■ Short exercise
Please list every sobering point from Townsend's keynote that the cotton industry excerpt below sets out.

After spending so many years as one of the most recognizable leaders in the cotton industry, it’s obvious that International Cotton Advisory Committee (ICAC) Executive Director Terry Townsend is a huge advocate for the natural fiber and wants to see the industry succeed long into the future. But just as it is for a parent with a wayward child, sometimes “tough love” is the best option.
Townsend clearly feels that way, based on the keynote presentation he delivered at the 2013 Cotton International Global Summit in Singapore on March 20, which could only be described as a reality check for the industry. Among the more sobering points he made were:
- In recent years, all of the growth in cotton production comes from higher yields, not increased plantings.
- Yields might not be rising … but input costs are.
- Cotton’s share of the global fiber market has fallen from 50% a few decades ago to about 31% today, and ICAC predicts that number will continue to shrink.
- Cotton prices are in decline, relative to competing crops.
- Spun yarns of all kinds – both cotton and synthetic – are losing share to filament yarns.

■ Listed entries
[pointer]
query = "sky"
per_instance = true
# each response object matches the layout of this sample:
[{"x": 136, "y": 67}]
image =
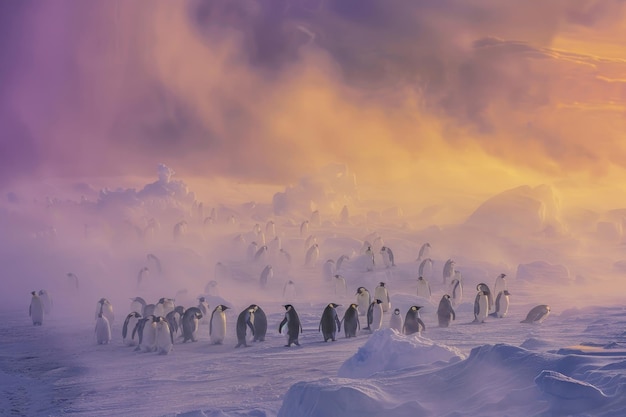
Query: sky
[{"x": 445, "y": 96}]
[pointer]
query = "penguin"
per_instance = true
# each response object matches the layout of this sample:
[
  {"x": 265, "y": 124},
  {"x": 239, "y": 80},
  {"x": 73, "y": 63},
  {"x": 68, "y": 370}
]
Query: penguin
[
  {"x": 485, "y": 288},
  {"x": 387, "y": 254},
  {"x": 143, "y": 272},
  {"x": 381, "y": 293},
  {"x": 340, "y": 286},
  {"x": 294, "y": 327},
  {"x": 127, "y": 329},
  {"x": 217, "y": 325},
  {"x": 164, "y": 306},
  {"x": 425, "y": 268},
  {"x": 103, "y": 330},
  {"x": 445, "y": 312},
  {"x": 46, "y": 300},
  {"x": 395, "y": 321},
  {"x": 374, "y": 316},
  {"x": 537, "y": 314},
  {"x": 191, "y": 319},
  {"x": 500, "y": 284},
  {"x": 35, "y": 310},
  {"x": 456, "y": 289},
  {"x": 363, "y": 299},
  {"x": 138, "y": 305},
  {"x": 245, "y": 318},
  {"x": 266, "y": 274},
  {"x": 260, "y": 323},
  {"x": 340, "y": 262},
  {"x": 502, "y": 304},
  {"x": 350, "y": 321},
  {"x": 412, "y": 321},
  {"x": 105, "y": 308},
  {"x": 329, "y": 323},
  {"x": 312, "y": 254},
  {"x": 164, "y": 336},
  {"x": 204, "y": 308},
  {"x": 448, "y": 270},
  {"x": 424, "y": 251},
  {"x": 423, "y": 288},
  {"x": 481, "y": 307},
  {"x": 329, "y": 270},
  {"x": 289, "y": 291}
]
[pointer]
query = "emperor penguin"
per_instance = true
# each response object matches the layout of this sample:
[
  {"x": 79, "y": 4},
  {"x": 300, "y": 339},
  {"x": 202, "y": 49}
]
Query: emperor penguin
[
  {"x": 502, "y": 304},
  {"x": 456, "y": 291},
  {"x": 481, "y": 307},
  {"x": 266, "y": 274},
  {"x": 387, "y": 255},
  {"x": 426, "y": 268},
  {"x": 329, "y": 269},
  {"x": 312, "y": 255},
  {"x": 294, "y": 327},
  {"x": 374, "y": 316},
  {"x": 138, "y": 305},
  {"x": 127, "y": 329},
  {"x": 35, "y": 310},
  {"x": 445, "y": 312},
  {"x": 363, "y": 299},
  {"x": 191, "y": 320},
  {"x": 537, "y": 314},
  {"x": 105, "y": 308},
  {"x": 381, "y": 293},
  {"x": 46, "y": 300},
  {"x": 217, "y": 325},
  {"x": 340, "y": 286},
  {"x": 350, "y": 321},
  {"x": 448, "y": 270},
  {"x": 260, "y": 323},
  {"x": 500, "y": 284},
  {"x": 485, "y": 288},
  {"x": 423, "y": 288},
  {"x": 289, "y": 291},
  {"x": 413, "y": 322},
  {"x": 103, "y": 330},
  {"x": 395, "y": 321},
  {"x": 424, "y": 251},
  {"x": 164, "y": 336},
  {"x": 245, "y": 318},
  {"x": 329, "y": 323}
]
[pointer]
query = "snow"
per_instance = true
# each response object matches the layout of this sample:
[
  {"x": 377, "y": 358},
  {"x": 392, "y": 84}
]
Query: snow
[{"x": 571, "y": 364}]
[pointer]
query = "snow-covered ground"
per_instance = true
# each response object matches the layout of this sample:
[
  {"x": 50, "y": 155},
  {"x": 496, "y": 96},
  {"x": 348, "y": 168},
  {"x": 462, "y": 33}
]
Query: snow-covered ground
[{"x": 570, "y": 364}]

■ Full answer
- In recent years, all growth in cotton production has come from higher yields, not increased plantings.
- Yields might not be rising, but input costs are.
- Cotton's share of the global fiber market has fallen from 50% a few decades ago to about 31% today, and ICAC predicts it will keep shrinking.
- Cotton prices are in decline relative to competing crops.
- Spun yarns of all kinds, both cotton and synthetic, are losing share to filament yarns.